> _EXERCISE DIRECTIONS_: Could you write out the items below again, putting "box coordinates" in place of every "bounding box" and keeping everything else the same? Leave the pictures out.

> _DATASET ENTRIES_:
···
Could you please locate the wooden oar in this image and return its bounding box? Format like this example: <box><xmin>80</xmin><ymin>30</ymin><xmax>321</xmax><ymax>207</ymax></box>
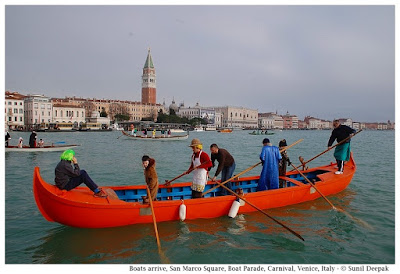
<box><xmin>163</xmin><ymin>161</ymin><xmax>210</xmax><ymax>186</ymax></box>
<box><xmin>216</xmin><ymin>182</ymin><xmax>304</xmax><ymax>241</ymax></box>
<box><xmin>291</xmin><ymin>129</ymin><xmax>362</xmax><ymax>171</ymax></box>
<box><xmin>202</xmin><ymin>139</ymin><xmax>303</xmax><ymax>196</ymax></box>
<box><xmin>291</xmin><ymin>163</ymin><xmax>373</xmax><ymax>230</ymax></box>
<box><xmin>146</xmin><ymin>186</ymin><xmax>170</xmax><ymax>264</ymax></box>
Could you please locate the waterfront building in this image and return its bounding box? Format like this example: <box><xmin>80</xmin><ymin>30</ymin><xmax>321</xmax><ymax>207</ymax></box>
<box><xmin>209</xmin><ymin>106</ymin><xmax>258</xmax><ymax>129</ymax></box>
<box><xmin>142</xmin><ymin>49</ymin><xmax>157</xmax><ymax>105</ymax></box>
<box><xmin>304</xmin><ymin>116</ymin><xmax>322</xmax><ymax>129</ymax></box>
<box><xmin>258</xmin><ymin>112</ymin><xmax>277</xmax><ymax>129</ymax></box>
<box><xmin>24</xmin><ymin>94</ymin><xmax>53</xmax><ymax>129</ymax></box>
<box><xmin>258</xmin><ymin>112</ymin><xmax>283</xmax><ymax>129</ymax></box>
<box><xmin>52</xmin><ymin>97</ymin><xmax>165</xmax><ymax>121</ymax></box>
<box><xmin>4</xmin><ymin>91</ymin><xmax>25</xmax><ymax>129</ymax></box>
<box><xmin>51</xmin><ymin>103</ymin><xmax>86</xmax><ymax>126</ymax></box>
<box><xmin>282</xmin><ymin>112</ymin><xmax>299</xmax><ymax>129</ymax></box>
<box><xmin>177</xmin><ymin>103</ymin><xmax>216</xmax><ymax>125</ymax></box>
<box><xmin>338</xmin><ymin>118</ymin><xmax>353</xmax><ymax>127</ymax></box>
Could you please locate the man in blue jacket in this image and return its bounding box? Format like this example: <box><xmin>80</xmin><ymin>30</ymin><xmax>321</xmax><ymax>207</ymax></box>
<box><xmin>257</xmin><ymin>138</ymin><xmax>282</xmax><ymax>191</ymax></box>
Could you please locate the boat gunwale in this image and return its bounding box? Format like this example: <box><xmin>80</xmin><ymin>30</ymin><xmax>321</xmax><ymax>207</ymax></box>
<box><xmin>34</xmin><ymin>156</ymin><xmax>355</xmax><ymax>209</ymax></box>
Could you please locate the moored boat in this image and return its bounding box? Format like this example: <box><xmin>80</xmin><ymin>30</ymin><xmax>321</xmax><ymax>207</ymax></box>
<box><xmin>5</xmin><ymin>144</ymin><xmax>79</xmax><ymax>152</ymax></box>
<box><xmin>33</xmin><ymin>153</ymin><xmax>356</xmax><ymax>228</ymax></box>
<box><xmin>122</xmin><ymin>130</ymin><xmax>189</xmax><ymax>141</ymax></box>
<box><xmin>218</xmin><ymin>128</ymin><xmax>232</xmax><ymax>133</ymax></box>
···
> _WRITTEN SOLUTION_:
Could you please locate the wooden oar in this image and return its box coordinates? Format like this example: <box><xmin>80</xmin><ymin>30</ymin><xmax>321</xmax><ymax>207</ymax></box>
<box><xmin>163</xmin><ymin>161</ymin><xmax>210</xmax><ymax>186</ymax></box>
<box><xmin>216</xmin><ymin>182</ymin><xmax>304</xmax><ymax>241</ymax></box>
<box><xmin>291</xmin><ymin>129</ymin><xmax>362</xmax><ymax>171</ymax></box>
<box><xmin>202</xmin><ymin>139</ymin><xmax>303</xmax><ymax>196</ymax></box>
<box><xmin>291</xmin><ymin>163</ymin><xmax>373</xmax><ymax>230</ymax></box>
<box><xmin>146</xmin><ymin>186</ymin><xmax>170</xmax><ymax>264</ymax></box>
Could you please locate the waterfront building in this image and return its box coordinates? Format like this example: <box><xmin>80</xmin><ymin>30</ymin><xmax>321</xmax><ymax>207</ymax></box>
<box><xmin>209</xmin><ymin>106</ymin><xmax>258</xmax><ymax>129</ymax></box>
<box><xmin>142</xmin><ymin>49</ymin><xmax>157</xmax><ymax>105</ymax></box>
<box><xmin>304</xmin><ymin>116</ymin><xmax>322</xmax><ymax>129</ymax></box>
<box><xmin>258</xmin><ymin>112</ymin><xmax>277</xmax><ymax>129</ymax></box>
<box><xmin>24</xmin><ymin>94</ymin><xmax>53</xmax><ymax>129</ymax></box>
<box><xmin>258</xmin><ymin>112</ymin><xmax>283</xmax><ymax>129</ymax></box>
<box><xmin>52</xmin><ymin>97</ymin><xmax>165</xmax><ymax>121</ymax></box>
<box><xmin>4</xmin><ymin>91</ymin><xmax>25</xmax><ymax>129</ymax></box>
<box><xmin>51</xmin><ymin>103</ymin><xmax>86</xmax><ymax>126</ymax></box>
<box><xmin>282</xmin><ymin>112</ymin><xmax>299</xmax><ymax>129</ymax></box>
<box><xmin>177</xmin><ymin>103</ymin><xmax>216</xmax><ymax>125</ymax></box>
<box><xmin>338</xmin><ymin>118</ymin><xmax>353</xmax><ymax>127</ymax></box>
Could you please locate the man in blue jacket in this image and return its box coordinates? Format like this example: <box><xmin>80</xmin><ymin>30</ymin><xmax>321</xmax><ymax>207</ymax></box>
<box><xmin>257</xmin><ymin>138</ymin><xmax>282</xmax><ymax>191</ymax></box>
Could you please locate the boat gunwale in this image and return its box coordinates? Format like this example: <box><xmin>80</xmin><ymin>30</ymin><xmax>321</xmax><ymax>207</ymax></box>
<box><xmin>34</xmin><ymin>156</ymin><xmax>355</xmax><ymax>209</ymax></box>
Could you please locate the moored boat in this image and return its box coordinates? Format like this example: <box><xmin>80</xmin><ymin>30</ymin><xmax>321</xmax><ymax>207</ymax></box>
<box><xmin>5</xmin><ymin>144</ymin><xmax>79</xmax><ymax>152</ymax></box>
<box><xmin>33</xmin><ymin>153</ymin><xmax>356</xmax><ymax>228</ymax></box>
<box><xmin>122</xmin><ymin>130</ymin><xmax>189</xmax><ymax>141</ymax></box>
<box><xmin>218</xmin><ymin>128</ymin><xmax>232</xmax><ymax>133</ymax></box>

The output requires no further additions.